**Excerpted passage**.
# # #

Today is cold, but not slick and wet, so I intend to work loose leash outside of the fence with Emma for her lunch.  For breakfast we worked on Target and "metal bowls are not scary" again.  She won't put her nose in it yet, nor get near it to get kibble, but she's not skulking away when she sees the bowl any longer.  To aid her in not being afraid of the bowl I leave it in the middle of the living room when we are not using it and will over time start dropping high value treats in it all the dogs can have.  I may, for a bit, use it as a distance item also to have her go around it and really make it a nothing item in her world.

Since dropping the bowl scared her so badly, I am now sliding it a bit on the floor and tossing her treats and banging it softly and tossing her treats too.  I also drop items, on purpose, a distance from her and then toss her treats.  She'll be a full puppy, but hopefully the "sky is falling" reaction she's had to the bowl dropping or other loud sounds in the house will fade and she'll accept falling items in the house as part of everyday life.

I'll spend the rest of the winter and early spring working on getting her closer to the children at the bus stop without barking and then work on her Levels behaviors while strange children she's not met are nearby.  When the weather is much better I'll start taking her to outside of playgrounds while school is in session and work on her watching without reacting while children play.

Today's Lessons:


Emma is working on Level 2: Step 4 Target.  I took a break from Target when Emma decided the goal of the game was to lay before me and watch me intently.  I had to think how I was going to change that behavior and encourage her to target a post it note on a wall or other object.  Today we revisited the lesson with a brighter colored piece of duct tape stuck to my end table and Max nearby ready to demonstrate the goal of the lesson.

Once again Emma was curious about the tape, but didn't really get the idea to touch it.  I clicked for her looking at the end table and eventually looking at the tape, but she wasn't moving her body to touch the tape.  I asked Max to touch and he got up from his Mat, came over and touched the tape.  That seemed to start the forward progression I wanted.

Emma would still lay down and stare at me and ignore the end table or tape, so I would either stare at the tape or turn away from her until she got impatient and moved.  Anytime she looked at the tape I would click and eventually hold off the click until she got up and pointed to it with her nose.

In the end she got the idea we were working on her touching the tape and did very well, but she still tends to stop and lay before me.  I will continue working on this in the one location until she's targeting the tape without thinking about it and then move it to a new location in the house.  Once we have that concept solid I will move toward her closing a cabinet door.

Lazy Leash

Emma is working on Level 2: Step 2 of Lazy Leash.  In this step Emma is asked to stand for a few seconds beside me with a loose leash and then take a few steps with me on a loose leash.  Emma has been doing well on this step, but not in higher distraction levels, such as going outside.  Today I planned on taking her outside to work on this step, which she has mastered in my house.

Once we got outside Emma was in full distraction mode.  She couldn't focus enough to eat a treat and was too busy trying to explore her environment to actually focus on the training.  Since I know she can walk through Petsmart and in my living room on a loose lead, I know it's time to work with her in the outside world to learn the lesson applies there also.

# # #

**Exercise input**.
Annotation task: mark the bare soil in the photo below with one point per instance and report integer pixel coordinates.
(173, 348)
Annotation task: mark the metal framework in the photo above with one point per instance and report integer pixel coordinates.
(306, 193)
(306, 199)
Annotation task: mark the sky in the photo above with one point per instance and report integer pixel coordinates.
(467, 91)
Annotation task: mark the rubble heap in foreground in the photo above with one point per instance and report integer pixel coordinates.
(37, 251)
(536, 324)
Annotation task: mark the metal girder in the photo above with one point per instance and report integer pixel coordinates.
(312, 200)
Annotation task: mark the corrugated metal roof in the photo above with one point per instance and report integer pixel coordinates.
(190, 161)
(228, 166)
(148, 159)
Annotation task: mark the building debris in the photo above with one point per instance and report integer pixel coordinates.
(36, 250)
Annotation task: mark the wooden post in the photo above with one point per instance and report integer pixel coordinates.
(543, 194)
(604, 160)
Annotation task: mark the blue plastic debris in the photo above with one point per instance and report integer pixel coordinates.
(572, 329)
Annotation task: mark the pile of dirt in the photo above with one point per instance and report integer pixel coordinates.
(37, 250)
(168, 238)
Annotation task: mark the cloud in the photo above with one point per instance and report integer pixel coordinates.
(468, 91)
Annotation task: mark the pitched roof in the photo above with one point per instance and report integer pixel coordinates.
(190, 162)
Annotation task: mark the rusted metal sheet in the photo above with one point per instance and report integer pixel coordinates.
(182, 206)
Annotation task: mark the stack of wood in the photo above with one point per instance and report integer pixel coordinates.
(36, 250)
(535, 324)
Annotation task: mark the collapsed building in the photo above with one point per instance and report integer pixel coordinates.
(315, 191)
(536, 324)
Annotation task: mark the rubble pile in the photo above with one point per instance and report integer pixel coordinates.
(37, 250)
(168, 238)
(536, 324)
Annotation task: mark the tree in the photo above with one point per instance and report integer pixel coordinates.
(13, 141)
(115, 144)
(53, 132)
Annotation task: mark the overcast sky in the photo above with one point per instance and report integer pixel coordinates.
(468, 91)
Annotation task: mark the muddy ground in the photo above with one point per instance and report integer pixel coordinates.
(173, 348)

# # #

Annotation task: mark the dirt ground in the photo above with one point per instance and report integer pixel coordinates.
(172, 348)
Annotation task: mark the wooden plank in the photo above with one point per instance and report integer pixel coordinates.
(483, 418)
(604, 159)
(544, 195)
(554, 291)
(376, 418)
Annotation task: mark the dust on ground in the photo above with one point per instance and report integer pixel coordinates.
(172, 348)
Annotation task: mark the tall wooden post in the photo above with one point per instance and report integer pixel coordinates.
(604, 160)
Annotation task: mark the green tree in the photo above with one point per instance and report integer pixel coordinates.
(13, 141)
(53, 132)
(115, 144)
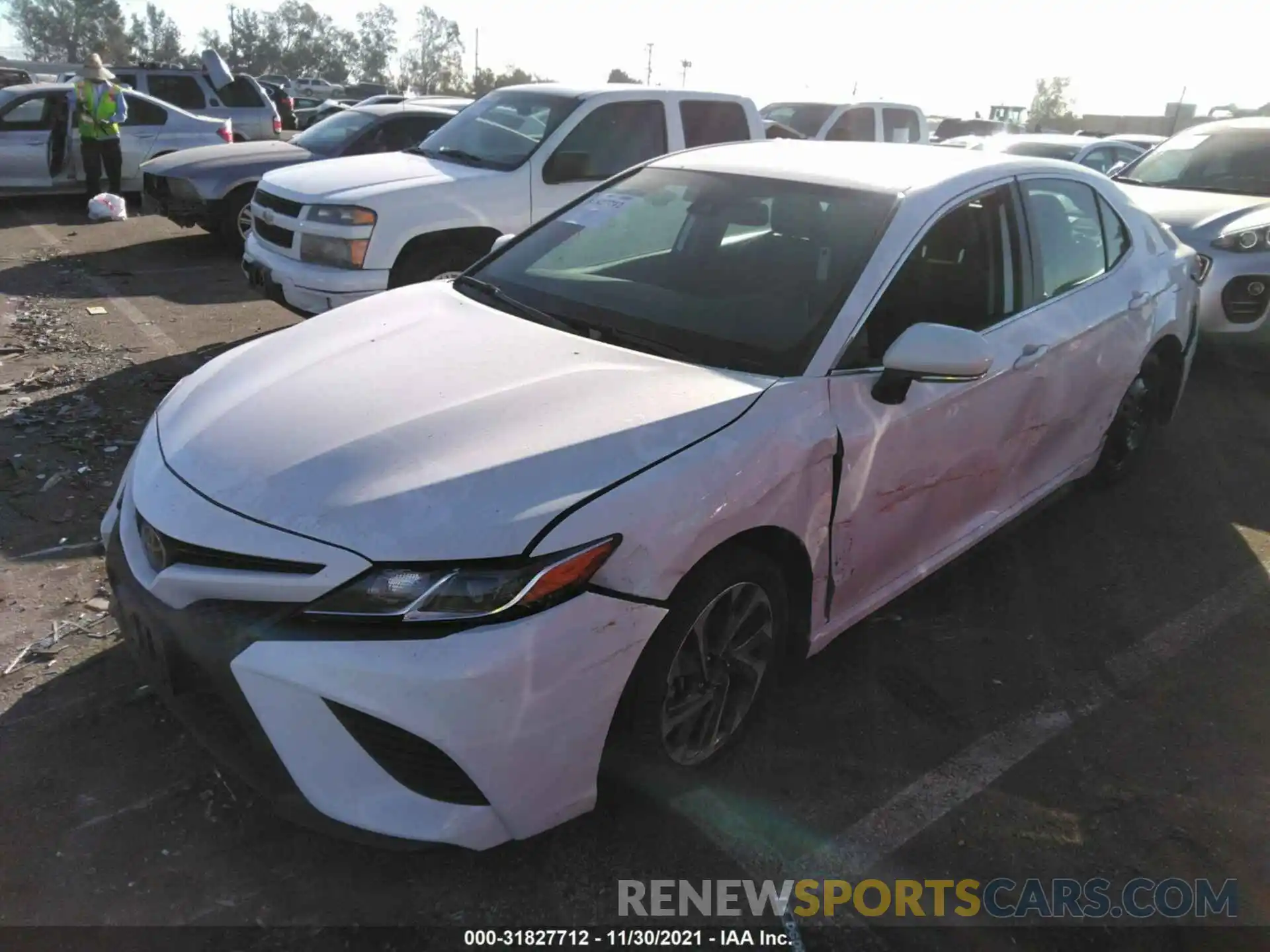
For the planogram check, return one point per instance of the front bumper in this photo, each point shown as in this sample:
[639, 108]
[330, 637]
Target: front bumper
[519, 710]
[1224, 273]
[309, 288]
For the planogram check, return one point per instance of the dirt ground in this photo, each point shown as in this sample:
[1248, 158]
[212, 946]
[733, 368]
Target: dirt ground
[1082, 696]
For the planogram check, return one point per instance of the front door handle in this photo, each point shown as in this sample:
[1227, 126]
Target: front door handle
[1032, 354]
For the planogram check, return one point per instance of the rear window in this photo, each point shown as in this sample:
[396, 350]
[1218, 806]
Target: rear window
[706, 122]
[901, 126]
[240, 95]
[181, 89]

# # #

**Given exercise 1**.
Retype the dog-training passage from "I'll spend the" to "of the lesson.", keeping every word and mark unchanged.
**Given exercise 2**.
Pick out each line of the records that contains the word "rubble", and copy those lines.

**Correct response 1**.
I'll spend the rest of the winter and early spring working on getting her closer to the children at the bus stop without barking and then work on her Levels behaviors while strange children she's not met are nearby.  When the weather is much better I'll start taking her to outside of playgrounds while school is in session and work on her watching without reacting while children play.

Today's Lessons:


Emma is working on Level 2: Step 4 Target.  I took a break from Target when Emma decided the goal of the game was to lay before me and watch me intently.  I had to think how I was going to change that behavior and encourage her to target a post it note on a wall or other object.  Today we revisited the lesson with a brighter colored piece of duct tape stuck to my end table and Max nearby ready to demonstrate the goal of the lesson.

**Correct response 2**.
Annotation task: mark the rubble heap in foreground in the photo above with one point per instance and report integer pixel coordinates.
Annotation task: mark the rubble pile in the photo above with one point per instance and report integer pixel coordinates.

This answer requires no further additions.